#### Task description:
Could you reproduce the listing below line for line, changing nothing?

#### Data section:
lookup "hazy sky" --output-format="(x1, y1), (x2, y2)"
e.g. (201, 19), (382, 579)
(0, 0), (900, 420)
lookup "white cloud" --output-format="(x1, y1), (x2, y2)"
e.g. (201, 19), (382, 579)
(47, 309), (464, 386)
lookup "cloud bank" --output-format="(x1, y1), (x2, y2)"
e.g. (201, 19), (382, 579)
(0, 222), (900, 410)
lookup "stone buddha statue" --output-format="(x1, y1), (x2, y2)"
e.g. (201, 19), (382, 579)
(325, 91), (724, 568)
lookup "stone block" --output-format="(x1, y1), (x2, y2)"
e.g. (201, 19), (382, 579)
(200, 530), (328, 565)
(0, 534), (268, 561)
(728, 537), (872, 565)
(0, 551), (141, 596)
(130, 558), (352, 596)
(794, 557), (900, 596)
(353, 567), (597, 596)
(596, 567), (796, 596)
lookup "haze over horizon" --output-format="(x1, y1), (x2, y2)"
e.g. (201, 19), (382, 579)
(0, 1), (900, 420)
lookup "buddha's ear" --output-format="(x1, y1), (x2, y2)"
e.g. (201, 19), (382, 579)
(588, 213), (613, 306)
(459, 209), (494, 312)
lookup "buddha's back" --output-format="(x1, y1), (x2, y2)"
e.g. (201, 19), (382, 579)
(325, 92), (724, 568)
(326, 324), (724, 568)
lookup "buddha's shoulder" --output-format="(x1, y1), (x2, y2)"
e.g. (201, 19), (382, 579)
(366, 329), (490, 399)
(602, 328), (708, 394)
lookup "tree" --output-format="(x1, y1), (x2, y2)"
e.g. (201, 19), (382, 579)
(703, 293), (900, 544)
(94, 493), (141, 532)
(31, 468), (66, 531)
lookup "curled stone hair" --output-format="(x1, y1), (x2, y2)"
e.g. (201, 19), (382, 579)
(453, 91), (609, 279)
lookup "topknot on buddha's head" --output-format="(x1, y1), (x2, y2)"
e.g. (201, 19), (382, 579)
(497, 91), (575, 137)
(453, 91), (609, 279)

#### Finished task:
lookup "hazy sky" --output-format="(x1, y1), (x2, y2)"
e.g. (201, 19), (382, 579)
(0, 0), (900, 420)
lookup "white cloud" --output-format="(x1, y1), (x2, y2)"
e.g. (201, 19), (382, 579)
(47, 309), (464, 386)
lookup "cloud bank" --output-format="(x1, y1), (x2, y2)"
e.g. (201, 19), (382, 579)
(0, 222), (900, 410)
lookup "stone buddha statue" --output-format="(x1, y1), (x2, y2)"
e.g. (201, 19), (382, 579)
(325, 91), (724, 568)
lookup "stone block" --output-format="(x1, y1), (x2, y2)"
e.g. (201, 19), (382, 579)
(200, 530), (328, 565)
(0, 534), (268, 561)
(728, 537), (872, 565)
(0, 551), (141, 596)
(130, 558), (352, 596)
(794, 557), (900, 596)
(353, 567), (597, 596)
(596, 567), (796, 596)
lookup "haze over horizon" --output-format="(x1, y1), (x2, y2)"
e.g. (201, 19), (382, 579)
(0, 1), (900, 420)
lookup "buddha's ear" --output-format="(x1, y1), (x2, y2)"
e.g. (201, 19), (382, 579)
(588, 213), (613, 306)
(459, 209), (494, 312)
lookup "buddha's back" --output-format="(x1, y1), (x2, y2)"
e.g. (201, 19), (382, 579)
(325, 92), (724, 568)
(326, 324), (724, 568)
lookup "buddha's shoulder" --output-format="(x1, y1), (x2, y2)"
e.g. (201, 19), (382, 579)
(366, 329), (490, 399)
(602, 328), (708, 394)
lookup "tree" --output-format="(x1, y1), (x2, y2)"
e.g. (201, 19), (382, 579)
(703, 293), (900, 544)
(94, 493), (141, 532)
(31, 468), (66, 531)
lookup "curled stone hair" --output-format="(x1, y1), (x2, y2)"
e.g. (201, 19), (382, 579)
(453, 91), (609, 279)
lookup "topknot on buddha's head" --output-format="(x1, y1), (x2, y2)"
e.g. (201, 19), (382, 579)
(497, 91), (575, 137)
(453, 91), (609, 279)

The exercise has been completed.